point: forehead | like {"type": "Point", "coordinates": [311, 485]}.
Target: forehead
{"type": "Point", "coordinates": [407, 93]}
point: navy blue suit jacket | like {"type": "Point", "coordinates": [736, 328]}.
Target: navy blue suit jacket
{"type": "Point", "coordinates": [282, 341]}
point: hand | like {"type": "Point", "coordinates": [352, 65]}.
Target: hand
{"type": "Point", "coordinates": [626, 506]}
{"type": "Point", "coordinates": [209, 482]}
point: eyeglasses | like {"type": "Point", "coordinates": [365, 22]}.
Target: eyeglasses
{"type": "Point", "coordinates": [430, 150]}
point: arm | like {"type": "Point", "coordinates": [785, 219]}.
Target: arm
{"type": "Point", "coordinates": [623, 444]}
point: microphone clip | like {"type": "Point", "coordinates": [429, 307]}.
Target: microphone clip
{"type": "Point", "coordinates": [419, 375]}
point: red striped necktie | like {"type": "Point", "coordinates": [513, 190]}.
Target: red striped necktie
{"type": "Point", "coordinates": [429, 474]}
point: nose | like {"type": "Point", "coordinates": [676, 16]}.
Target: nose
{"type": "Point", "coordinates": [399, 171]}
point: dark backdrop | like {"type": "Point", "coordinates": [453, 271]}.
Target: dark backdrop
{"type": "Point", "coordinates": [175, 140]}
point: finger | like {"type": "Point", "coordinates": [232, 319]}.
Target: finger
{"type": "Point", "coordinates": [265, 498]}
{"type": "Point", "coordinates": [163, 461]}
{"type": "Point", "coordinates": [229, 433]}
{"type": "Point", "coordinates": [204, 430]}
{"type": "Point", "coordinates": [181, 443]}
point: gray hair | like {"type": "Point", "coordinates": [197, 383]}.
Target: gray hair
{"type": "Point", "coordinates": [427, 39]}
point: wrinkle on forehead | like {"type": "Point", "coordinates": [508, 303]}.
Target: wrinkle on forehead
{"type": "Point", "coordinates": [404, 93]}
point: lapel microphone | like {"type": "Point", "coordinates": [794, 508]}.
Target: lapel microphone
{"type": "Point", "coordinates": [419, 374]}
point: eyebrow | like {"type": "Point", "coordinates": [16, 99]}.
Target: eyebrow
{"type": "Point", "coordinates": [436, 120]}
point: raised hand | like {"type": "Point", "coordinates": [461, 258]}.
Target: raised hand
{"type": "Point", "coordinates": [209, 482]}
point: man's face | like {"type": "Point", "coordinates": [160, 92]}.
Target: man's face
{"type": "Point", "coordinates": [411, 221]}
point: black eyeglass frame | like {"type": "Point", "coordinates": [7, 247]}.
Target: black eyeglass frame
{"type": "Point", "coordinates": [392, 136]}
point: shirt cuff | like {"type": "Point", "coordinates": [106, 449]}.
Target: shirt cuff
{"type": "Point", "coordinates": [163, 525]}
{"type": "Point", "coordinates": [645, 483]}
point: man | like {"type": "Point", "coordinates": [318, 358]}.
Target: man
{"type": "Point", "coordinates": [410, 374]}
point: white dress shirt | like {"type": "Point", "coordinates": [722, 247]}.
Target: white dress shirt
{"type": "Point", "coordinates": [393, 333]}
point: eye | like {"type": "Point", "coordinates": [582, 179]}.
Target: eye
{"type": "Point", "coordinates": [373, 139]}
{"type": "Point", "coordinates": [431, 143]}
------------------------------------------------------------------------
● WHAT YOU NEED TO DO:
Put the lines of the records into a numbered list, starting at the line that contains "point: man |" and ending with the final line of the records. Leave out any blank lines.

● TASK SOLUTION:
1. point: man | like {"type": "Point", "coordinates": [318, 358]}.
2. Target: man
3. {"type": "Point", "coordinates": [410, 374]}
4. point: white dress shirt | like {"type": "Point", "coordinates": [722, 247]}.
5. Target: white dress shirt
6. {"type": "Point", "coordinates": [393, 333]}
7. point: eye | like {"type": "Point", "coordinates": [582, 179]}.
8. Target: eye
9. {"type": "Point", "coordinates": [373, 139]}
10. {"type": "Point", "coordinates": [431, 143]}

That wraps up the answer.